---- Document segment

Complete End-to-End Pipeline#

Most users combine these steps into a comprehensive workflow:

Complete End-to-End Pipeline Code Example
from nemo_curator.pipeline import Pipeline

from nemo_curator.core.client import RayClient

# Complete production pipeline (most common pattern)
def build_production_pipeline():
    pipeline = Pipeline(name="production_processing")
    
    # 1. Content cleaning first
    unicode_modifier = Modify(
        modifier=UnicodeReformatter(),
        text_field="text"
    )
    pipeline.add_stage(unicode_modifier)
    
    # Note: PII processing requires specialized tools - see PII documentation
    # for proper implementation using dedicated PII processing pipelines
    
    # 2. Quality filtering
    word_filter = ScoreFilter(
        score_fn=WordCountFilter(min_words=50, max_words=100000),
        text_field="text"
    )
    pipeline.add_stage(word_filter)

--------
---- Supplied information

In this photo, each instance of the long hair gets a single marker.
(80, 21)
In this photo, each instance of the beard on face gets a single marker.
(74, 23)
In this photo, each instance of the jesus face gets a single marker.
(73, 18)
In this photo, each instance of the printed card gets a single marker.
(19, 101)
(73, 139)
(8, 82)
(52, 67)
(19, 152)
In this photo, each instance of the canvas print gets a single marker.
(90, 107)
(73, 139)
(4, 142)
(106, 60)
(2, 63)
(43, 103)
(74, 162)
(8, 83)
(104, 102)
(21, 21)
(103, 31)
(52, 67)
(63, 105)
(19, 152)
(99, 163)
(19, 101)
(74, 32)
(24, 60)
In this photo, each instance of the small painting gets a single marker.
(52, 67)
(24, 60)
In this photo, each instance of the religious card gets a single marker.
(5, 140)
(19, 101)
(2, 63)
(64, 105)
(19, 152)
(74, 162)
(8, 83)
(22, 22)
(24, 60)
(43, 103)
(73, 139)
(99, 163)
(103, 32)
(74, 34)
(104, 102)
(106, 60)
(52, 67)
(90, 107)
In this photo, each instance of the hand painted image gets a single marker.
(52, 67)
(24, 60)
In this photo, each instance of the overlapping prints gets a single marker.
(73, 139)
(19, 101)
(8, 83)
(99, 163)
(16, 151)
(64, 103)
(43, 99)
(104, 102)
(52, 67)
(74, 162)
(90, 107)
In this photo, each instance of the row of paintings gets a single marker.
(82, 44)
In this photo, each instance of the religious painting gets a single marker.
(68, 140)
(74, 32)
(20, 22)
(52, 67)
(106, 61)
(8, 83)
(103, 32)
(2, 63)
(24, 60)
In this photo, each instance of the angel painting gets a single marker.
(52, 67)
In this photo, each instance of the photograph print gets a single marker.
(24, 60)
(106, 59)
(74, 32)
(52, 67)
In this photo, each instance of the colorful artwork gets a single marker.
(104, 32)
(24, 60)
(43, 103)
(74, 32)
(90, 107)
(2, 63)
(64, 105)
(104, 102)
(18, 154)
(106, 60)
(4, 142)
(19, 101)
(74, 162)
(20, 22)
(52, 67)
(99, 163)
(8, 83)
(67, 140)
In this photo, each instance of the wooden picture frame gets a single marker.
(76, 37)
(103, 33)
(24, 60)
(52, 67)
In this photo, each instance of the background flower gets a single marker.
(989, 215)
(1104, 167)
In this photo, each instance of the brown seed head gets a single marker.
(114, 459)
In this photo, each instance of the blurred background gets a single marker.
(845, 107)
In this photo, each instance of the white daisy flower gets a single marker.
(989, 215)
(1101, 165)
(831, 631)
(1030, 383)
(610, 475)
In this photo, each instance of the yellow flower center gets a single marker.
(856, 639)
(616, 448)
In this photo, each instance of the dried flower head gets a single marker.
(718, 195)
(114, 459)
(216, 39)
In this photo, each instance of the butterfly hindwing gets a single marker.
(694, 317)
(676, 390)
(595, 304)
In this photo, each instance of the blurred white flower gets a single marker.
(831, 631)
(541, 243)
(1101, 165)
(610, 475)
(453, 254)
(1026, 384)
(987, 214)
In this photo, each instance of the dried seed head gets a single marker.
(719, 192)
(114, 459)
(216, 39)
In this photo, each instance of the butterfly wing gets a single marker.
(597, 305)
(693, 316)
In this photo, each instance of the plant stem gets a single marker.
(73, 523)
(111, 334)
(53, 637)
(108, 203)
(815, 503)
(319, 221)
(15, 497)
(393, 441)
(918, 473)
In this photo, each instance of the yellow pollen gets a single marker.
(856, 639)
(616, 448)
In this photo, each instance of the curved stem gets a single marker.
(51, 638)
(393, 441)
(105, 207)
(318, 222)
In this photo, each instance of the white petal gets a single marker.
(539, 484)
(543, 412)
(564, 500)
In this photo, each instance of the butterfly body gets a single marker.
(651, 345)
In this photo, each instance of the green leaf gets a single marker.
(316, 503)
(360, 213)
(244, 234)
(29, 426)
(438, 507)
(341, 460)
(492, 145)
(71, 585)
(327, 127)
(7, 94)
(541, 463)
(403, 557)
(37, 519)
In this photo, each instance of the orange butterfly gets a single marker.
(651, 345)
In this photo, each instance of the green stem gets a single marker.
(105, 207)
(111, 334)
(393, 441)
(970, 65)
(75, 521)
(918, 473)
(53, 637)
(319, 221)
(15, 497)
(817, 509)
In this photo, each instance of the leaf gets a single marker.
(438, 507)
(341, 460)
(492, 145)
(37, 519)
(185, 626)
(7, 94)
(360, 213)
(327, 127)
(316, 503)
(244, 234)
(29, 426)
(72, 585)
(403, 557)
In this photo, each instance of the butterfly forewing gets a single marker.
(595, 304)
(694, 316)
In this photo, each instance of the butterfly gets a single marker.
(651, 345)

--------

• _Tasks to perform_:
(1) Using the end-to-end pipeline example, decide whether each statement agrees with it, answering yes or no and quoting the words that decide it: (a) the word count filter sets a minimum of 50 words; (b) the pipeline includes a stage that processes PII; (c) content cleaning comes after quality filtering.
(2) Return the stretch of the end-to-end pipeline example from "# Note: PII" through "pipeline.add_stage(word_filter)".
The data plays no part here.

• _Answers to the exercises_:
(1)
(a) Yes: "min_words=50"
(b) No: "PII processing requires specialized tools - see PII documentation"
(c) No: "# 1. Content cleaning first"

(2)
# Note: PII processing requires specialized tools - see PII documentation
    # for proper implementation using dedicated PII processing pipelines
    
    # 2. Quality filtering
    word_filter = ScoreFilter(
        score_fn=WordCountFilter(min_words=50, max_words=100000),
        text_field="text"
    )
    pipeline.add_stage(word_filter)